**Exercise A**.
In the listing below, shift every bounding box coordinate in the answers by -52 and reproduce all lines between the line containing "Presence query — locate the bird's head" and the final line of the listing, inclusive. Keep the lines that ask for each box as well, and give only these lines.
------
The to_elements Function (line 328) — handles flat and nested collections:

def to_elements(value, rank_collection_type):
    collection_element_identifiers = []
    elements = value["elements"]
    is_nested_collection = ":" in rank_collection_type

    for element in elements:
        if not is_nested_collection:
            # Flat collection (list, paired)
            dataset = replacement_item(element, force_to_file=True)
            collection_element = dataset.copy()
            collection_element["name"] = element["identifier"]
            collection_element_identifiers.append(collection_element)
        else:
            # Nested collection (list:paired, list:list, etc.)
            sub_collection_type = rank_collection_type[rank_collection_type.find(":") + 1:]
            collection_element = {
                "name": element["identifier"],
                "src": "new_collection",
                "collection_type": sub_collection_type,
                "element_identifiers": to_elements(element, sub_collection_type),
            }
            collection_element_identifiers.append(collection_element)

    return collection_element_identifiers

How nesting works:

  • For list:paired, rank_collection_type = "list:paired", is_nested_collection = True
  • For each top-level element: sub_collection_type = "paired"
  • Recursively calls to_elements(element, "paired") for inner elements
  • Since "paired" has no :, inner elements are flat — files get uploaded and referenced as {"src": "hda", "id": ...}
  • The outer element becomes {"src": "new_collection", "collection_type": "paired", "element_identifiers": [...]}

File Upload (replacement_file, line 238):

Each leaf element with class: File goes through replacement_file():

  • Reads path or location
  • Handles filetype/format, tags, dbkey, decompress, hashes, composite_data
  • Calls upload_file() which creates a FileUploadTarget and uploads via the fetch API
  • Returns {"src": "hda", "id": dataset_id}

4. Galaxy Server Side: Collection Creation

4a. API Endpoint

File: /Users/jxc755/workspace/galaxy/lib/galaxy/webapps/galaxy/api/dataset_collections.py, line 84-93

POST /api/dataset_collections receives CreateNewCollectionPayload with:

  • collection_type: e.g. "list", "paired", "list:paired"
------
**Exercise B**.
In the passage on the to_elements function, list the keys of the dictionary assigned to collection_element in the nested-collection branch.
------
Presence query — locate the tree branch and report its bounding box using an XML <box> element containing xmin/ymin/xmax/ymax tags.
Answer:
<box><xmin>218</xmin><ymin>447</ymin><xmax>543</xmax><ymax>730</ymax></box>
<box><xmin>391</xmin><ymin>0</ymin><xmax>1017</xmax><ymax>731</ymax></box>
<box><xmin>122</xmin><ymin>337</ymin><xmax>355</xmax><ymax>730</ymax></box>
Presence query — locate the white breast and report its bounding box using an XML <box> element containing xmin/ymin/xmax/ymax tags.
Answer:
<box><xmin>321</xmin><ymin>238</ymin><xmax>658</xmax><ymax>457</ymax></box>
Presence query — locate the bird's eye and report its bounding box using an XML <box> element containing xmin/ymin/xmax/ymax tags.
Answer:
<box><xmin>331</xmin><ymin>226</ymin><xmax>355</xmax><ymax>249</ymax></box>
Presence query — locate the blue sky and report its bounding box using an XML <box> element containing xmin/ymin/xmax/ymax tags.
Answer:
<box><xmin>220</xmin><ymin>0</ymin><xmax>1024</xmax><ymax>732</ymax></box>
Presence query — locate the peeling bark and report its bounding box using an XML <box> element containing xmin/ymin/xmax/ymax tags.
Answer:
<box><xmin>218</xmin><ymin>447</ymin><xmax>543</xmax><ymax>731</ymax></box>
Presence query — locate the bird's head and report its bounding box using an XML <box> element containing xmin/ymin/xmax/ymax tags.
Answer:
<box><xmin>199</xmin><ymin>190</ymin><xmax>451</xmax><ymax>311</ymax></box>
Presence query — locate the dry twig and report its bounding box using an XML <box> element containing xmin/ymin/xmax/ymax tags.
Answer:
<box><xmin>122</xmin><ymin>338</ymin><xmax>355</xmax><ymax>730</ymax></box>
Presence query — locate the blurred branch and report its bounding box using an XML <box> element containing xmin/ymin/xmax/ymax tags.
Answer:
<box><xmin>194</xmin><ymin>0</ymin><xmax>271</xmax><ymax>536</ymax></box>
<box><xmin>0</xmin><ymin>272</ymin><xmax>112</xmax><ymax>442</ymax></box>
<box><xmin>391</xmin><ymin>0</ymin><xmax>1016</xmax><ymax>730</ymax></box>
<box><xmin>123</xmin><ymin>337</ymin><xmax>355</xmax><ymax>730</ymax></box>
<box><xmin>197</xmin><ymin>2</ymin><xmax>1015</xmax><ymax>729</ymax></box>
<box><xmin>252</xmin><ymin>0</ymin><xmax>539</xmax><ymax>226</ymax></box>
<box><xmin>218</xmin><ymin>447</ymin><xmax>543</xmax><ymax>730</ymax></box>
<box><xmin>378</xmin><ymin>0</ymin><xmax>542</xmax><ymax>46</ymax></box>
------
**Exercise output A**.
Presence query — locate the bird's head and report its bounding box using an XML <box> element containing xmin/ymin/xmax/ymax tags.
Answer:
<box><xmin>147</xmin><ymin>138</ymin><xmax>399</xmax><ymax>259</ymax></box>
Presence query — locate the dry twig and report its bounding box using an XML <box> element containing xmin/ymin/xmax/ymax tags.
Answer:
<box><xmin>70</xmin><ymin>286</ymin><xmax>303</xmax><ymax>678</ymax></box>
Presence query — locate the blurred branch and report its bounding box using an XML <box> element containing xmin/ymin/xmax/ymax tags.
Answer:
<box><xmin>142</xmin><ymin>-52</ymin><xmax>219</xmax><ymax>484</ymax></box>
<box><xmin>-52</xmin><ymin>220</ymin><xmax>60</xmax><ymax>390</ymax></box>
<box><xmin>339</xmin><ymin>-52</ymin><xmax>964</xmax><ymax>678</ymax></box>
<box><xmin>71</xmin><ymin>285</ymin><xmax>303</xmax><ymax>678</ymax></box>
<box><xmin>145</xmin><ymin>-50</ymin><xmax>963</xmax><ymax>677</ymax></box>
<box><xmin>200</xmin><ymin>-52</ymin><xmax>487</xmax><ymax>174</ymax></box>
<box><xmin>166</xmin><ymin>395</ymin><xmax>491</xmax><ymax>678</ymax></box>
<box><xmin>326</xmin><ymin>-52</ymin><xmax>490</xmax><ymax>-6</ymax></box>

**Exercise output B**.
name
src
collection_type
element_identifiers